_TRY IT_. Please repeat the records exactly. The pictures are to be left out.
━━━━━ INFORMATION SHOWN ━━━━━
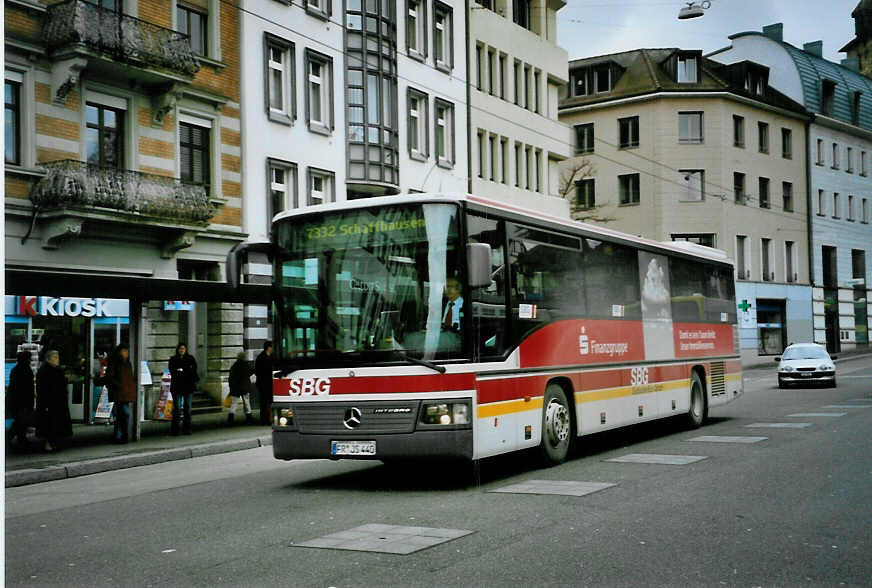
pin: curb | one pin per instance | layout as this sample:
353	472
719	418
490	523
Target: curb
106	464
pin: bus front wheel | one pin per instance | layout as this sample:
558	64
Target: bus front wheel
558	436
696	413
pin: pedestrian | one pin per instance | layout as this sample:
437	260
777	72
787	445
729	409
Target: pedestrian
19	398
263	368
183	374
240	385
121	384
53	412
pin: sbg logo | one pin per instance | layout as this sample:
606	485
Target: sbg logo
583	343
310	386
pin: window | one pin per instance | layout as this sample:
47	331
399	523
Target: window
786	143
521	13
279	74
789	262
764	192
738	131
12	122
763	137
741	268
739	187
444	133
787	196
585	194
628	187
320	186
690	127
194	153
416	28
707	239
693	181
628	132
584	138
319	99
828	93
418	125
104	135
687	70
282	186
193	23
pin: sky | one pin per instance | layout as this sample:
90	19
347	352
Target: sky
588	28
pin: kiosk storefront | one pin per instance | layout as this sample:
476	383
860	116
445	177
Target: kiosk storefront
83	330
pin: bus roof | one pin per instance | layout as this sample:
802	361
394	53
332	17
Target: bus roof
684	248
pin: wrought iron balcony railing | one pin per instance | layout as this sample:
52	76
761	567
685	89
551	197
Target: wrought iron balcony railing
70	183
122	37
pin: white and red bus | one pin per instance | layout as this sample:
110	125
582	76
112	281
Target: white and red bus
561	329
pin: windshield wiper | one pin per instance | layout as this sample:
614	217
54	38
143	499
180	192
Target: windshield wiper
424	362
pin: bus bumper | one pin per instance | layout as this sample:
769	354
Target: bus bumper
454	444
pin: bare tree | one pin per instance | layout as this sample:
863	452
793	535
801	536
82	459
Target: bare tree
572	173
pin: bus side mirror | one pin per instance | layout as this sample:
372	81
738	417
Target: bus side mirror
478	260
237	255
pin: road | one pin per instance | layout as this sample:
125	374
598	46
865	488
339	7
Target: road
789	510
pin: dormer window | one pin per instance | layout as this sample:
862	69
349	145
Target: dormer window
687	69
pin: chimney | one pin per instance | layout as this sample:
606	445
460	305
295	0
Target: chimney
774	31
816	48
852	63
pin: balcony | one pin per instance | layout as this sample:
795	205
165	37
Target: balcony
77	199
78	34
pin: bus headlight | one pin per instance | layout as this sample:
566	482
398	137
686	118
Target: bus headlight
452	412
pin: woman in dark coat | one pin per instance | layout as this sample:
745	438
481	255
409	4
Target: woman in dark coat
53	412
183	374
19	398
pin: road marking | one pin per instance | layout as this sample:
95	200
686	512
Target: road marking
658	459
780	425
380	538
558	487
728	439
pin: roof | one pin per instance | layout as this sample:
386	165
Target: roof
813	70
644	71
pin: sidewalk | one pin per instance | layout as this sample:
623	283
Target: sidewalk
91	449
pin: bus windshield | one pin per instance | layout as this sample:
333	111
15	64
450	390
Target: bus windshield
368	285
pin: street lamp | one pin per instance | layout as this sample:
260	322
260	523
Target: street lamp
694	9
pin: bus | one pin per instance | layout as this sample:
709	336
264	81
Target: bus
453	326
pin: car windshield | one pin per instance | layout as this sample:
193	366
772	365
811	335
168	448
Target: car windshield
805	353
368	285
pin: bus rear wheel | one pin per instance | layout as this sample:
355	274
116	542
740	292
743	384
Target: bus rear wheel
696	413
558	436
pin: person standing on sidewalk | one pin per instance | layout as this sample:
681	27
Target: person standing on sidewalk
122	390
19	398
183	374
263	368
53	412
240	384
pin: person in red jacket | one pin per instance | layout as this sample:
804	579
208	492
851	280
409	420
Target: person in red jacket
121	384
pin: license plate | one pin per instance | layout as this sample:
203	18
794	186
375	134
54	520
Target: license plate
352	448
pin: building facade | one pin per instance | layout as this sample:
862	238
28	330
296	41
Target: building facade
123	174
674	147
516	72
839	154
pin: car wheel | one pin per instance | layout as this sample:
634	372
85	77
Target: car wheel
697	412
558	434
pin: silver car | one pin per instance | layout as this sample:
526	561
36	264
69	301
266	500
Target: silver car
804	363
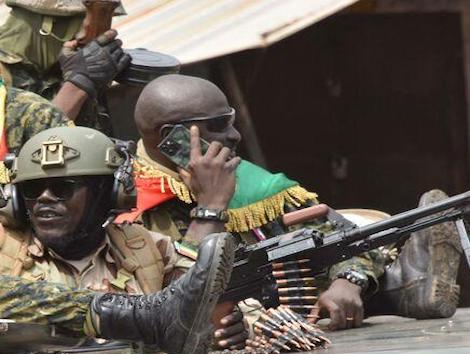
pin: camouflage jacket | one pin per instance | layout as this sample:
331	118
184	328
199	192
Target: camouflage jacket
53	291
29	301
26	114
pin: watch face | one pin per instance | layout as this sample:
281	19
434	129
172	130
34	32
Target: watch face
358	275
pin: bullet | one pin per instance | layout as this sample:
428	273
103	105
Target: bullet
298	299
297	290
289	264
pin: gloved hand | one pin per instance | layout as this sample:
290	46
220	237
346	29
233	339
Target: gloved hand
93	67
━━━━━
_ANSWER TO THIS TASK_.
pin: curb | one pin per instance | layout as this sample:
353	472
719	418
490	523
Target: curb
106	464
pin: bus front wheel | one pin per instance | layout as this sample:
558	64
Target: bus front wheel
558	436
696	413
pin: pedestrian | one pin per instance | layout as this sample:
437	260
777	72
787	445
729	409
Target: pedestrian
19	398
263	368
183	374
240	385
121	384
53	412
pin: sbg logo | one pin per instance | layout as this sample:
606	485
Target: sbg logo
583	343
310	386
pin: window | one pin per instance | layout as this sample:
47	331
399	523
Target: window
786	143
521	13
279	74
789	262
764	192
738	131
12	122
763	137
741	268
739	187
444	133
787	196
585	194
628	187
320	186
690	127
194	153
416	28
707	239
693	181
628	132
584	138
319	99
828	93
418	125
104	135
687	70
282	186
193	23
pin: sky | one pin per instance | layout as this sample:
90	19
347	352
Target: sky
588	28
pin: kiosk storefront | one pin per instance | layout as this sample:
476	383
860	116
445	177
Target: kiosk storefront
83	330
pin: bus roof | one pin per instance | layout as this sample:
802	361
394	53
332	17
Target: bus roof
684	248
pin: wrought iron balcony railing | one pin per instance | layout as this sample:
52	76
761	567
685	89
551	197
Target: wrought iron balcony railing
70	183
122	37
pin: white and red bus | one pin per instance | layout as this sample:
110	125
582	76
112	281
Target: white and red bus
561	329
pin: windshield wiper | one pin per instance | layout as this sample:
614	217
54	38
143	499
180	192
Target: windshield wiper
424	362
pin: bus bumper | one pin per instance | layout as this sample:
769	354
Target: bus bumper
454	444
pin: bare tree | one pin per instance | layout as this sample:
863	452
793	535
801	536
82	459
Target: bare tree
572	173
pin: bus side mirror | one pin per instance | layout as this sample:
372	81
738	417
Target: bus side mirror
478	260
237	255
pin: road | one pin per instance | layout as this sample:
125	374
598	46
865	488
339	7
Target: road
789	510
pin: dormer window | one pin per instance | layout as this sample:
862	69
349	145
Target: dormer window
687	69
pin: chimney | one pin per instance | layout as this sample:
606	445
460	305
295	0
Target: chimney
774	31
816	48
852	63
pin: balcony | one pin per instance | layout as this sample:
795	205
165	37
Target: balcony
77	199
78	34
pin: bus headlight | one pin per instance | layout as this sample:
566	482
398	137
686	118
Target: bus headlight
452	412
pin: woman in dark coat | one pin per instance | layout as this sample:
745	438
481	255
409	4
Target: woman in dark coat
53	412
183	374
19	398
pin: road marking | one pin per instance | layout as this sample:
95	200
686	512
Target: road marking
658	459
780	425
380	538
558	487
728	439
pin: roof | one pin per instance | layout as this sample:
386	165
Target: roof
813	70
644	71
pin: sidewalk | one pin per instance | layout as this sample:
623	283
Target: sidewalk
91	449
pin: bus windshield | one pin per instance | layout as this sample:
333	111
15	64
450	390
Target: bus windshield
368	285
pin: street lamp | one pin per instance | layout as this sample:
260	322
260	523
Target: street lamp
694	9
pin: bus | one pin per instance | layout as this sample:
709	336
264	81
Target: bus
453	326
pin: car windshield | one pin per instance | layout as this sample:
193	366
772	365
811	335
168	448
Target: car windshield
805	353
368	285
pin: bus rear wheel | one pin per instance | layout as this sample:
355	274
116	542
740	292
743	384
Target: bus rear wheel
696	413
558	436
pin: person standing on sidewalk | one pin per instance | layout as this sample:
681	27
Target: person standing on sidewalk
122	390
19	398
183	374
263	368
53	412
240	384
pin: person in red jacket | one pin per instance | layout as this sample:
804	579
208	492
851	280
409	420
Target: person in red jacket
121	384
pin: license plate | one pin per instance | layout as this sample:
203	18
794	186
375	134
54	520
Target: license plate
352	448
pin: building facade | one pin per instance | layout as this sample:
862	238
28	330
296	41
Target: building facade
123	174
674	147
516	72
839	154
pin: car wheel | one pin per instance | layout as this sample:
634	372
85	77
Target: car wheel
697	412
558	434
pin: silver car | one pin per instance | layout as this sample:
526	561
36	264
69	301
266	500
Target: silver car
804	363
pin: camouflage jacket | one pin per instance | layout as this sample:
331	118
184	328
199	192
Target: camouflage jacket
53	291
29	301
26	114
pin: watch face | one pin per instance | layout as this sample:
281	19
434	129
172	130
34	32
Target: watch face
358	275
pin: bullet | one pin per instance | layout as this sample:
428	273
103	105
Target: bullet
298	299
297	290
289	264
pin: gloved hand | one pin per instance | layout as this sample:
290	46
220	237
346	29
233	339
Target: gloved hand
93	67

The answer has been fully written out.